* What is required: Skip every picture and transcribe the remaining material exactly.

* Task material:
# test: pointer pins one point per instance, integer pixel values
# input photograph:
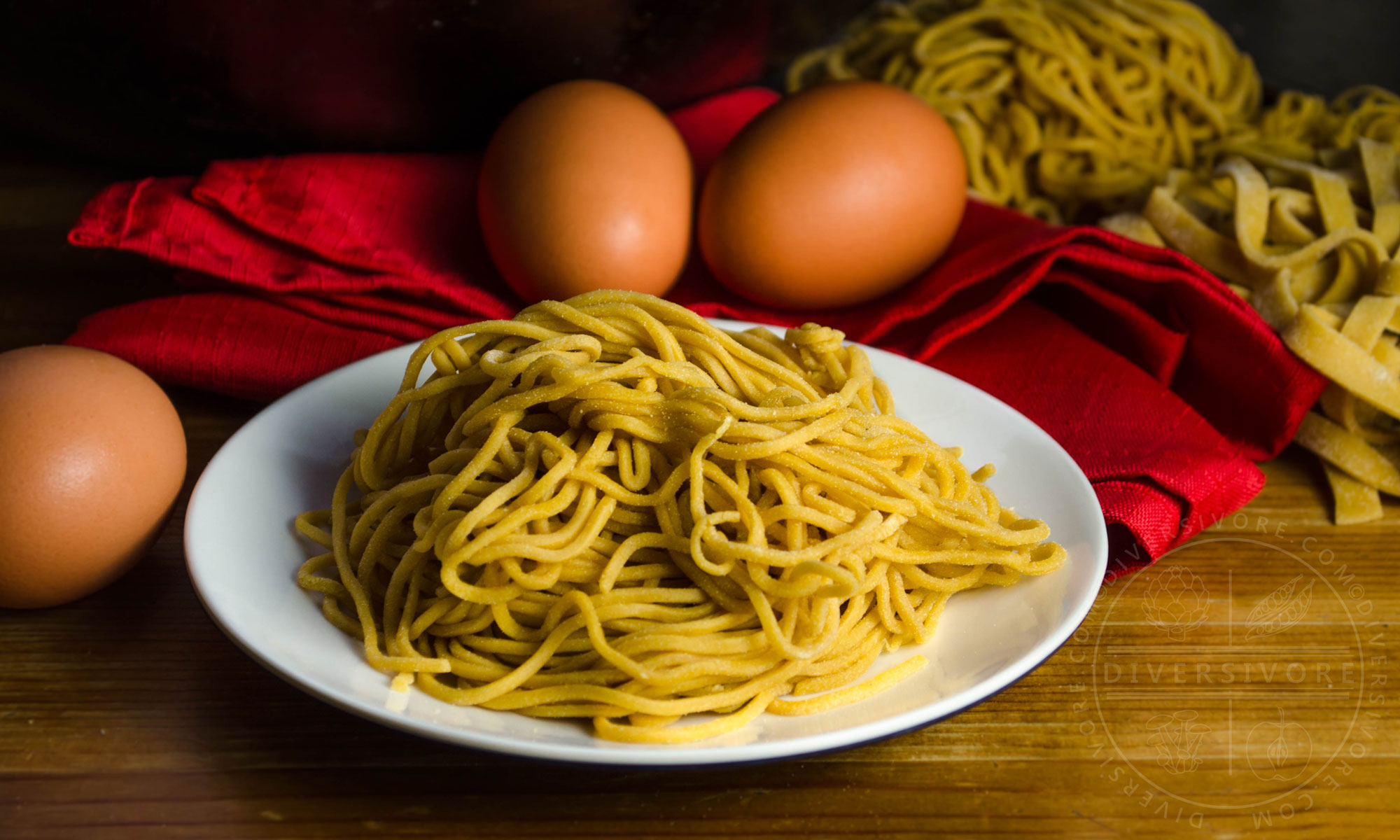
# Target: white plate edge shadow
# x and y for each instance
(606, 752)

* Complete output:
# test: pointer pins one point per instance, integer pixel values
# input photograph:
# Target: white plate edge shadow
# x and y for each instance
(606, 752)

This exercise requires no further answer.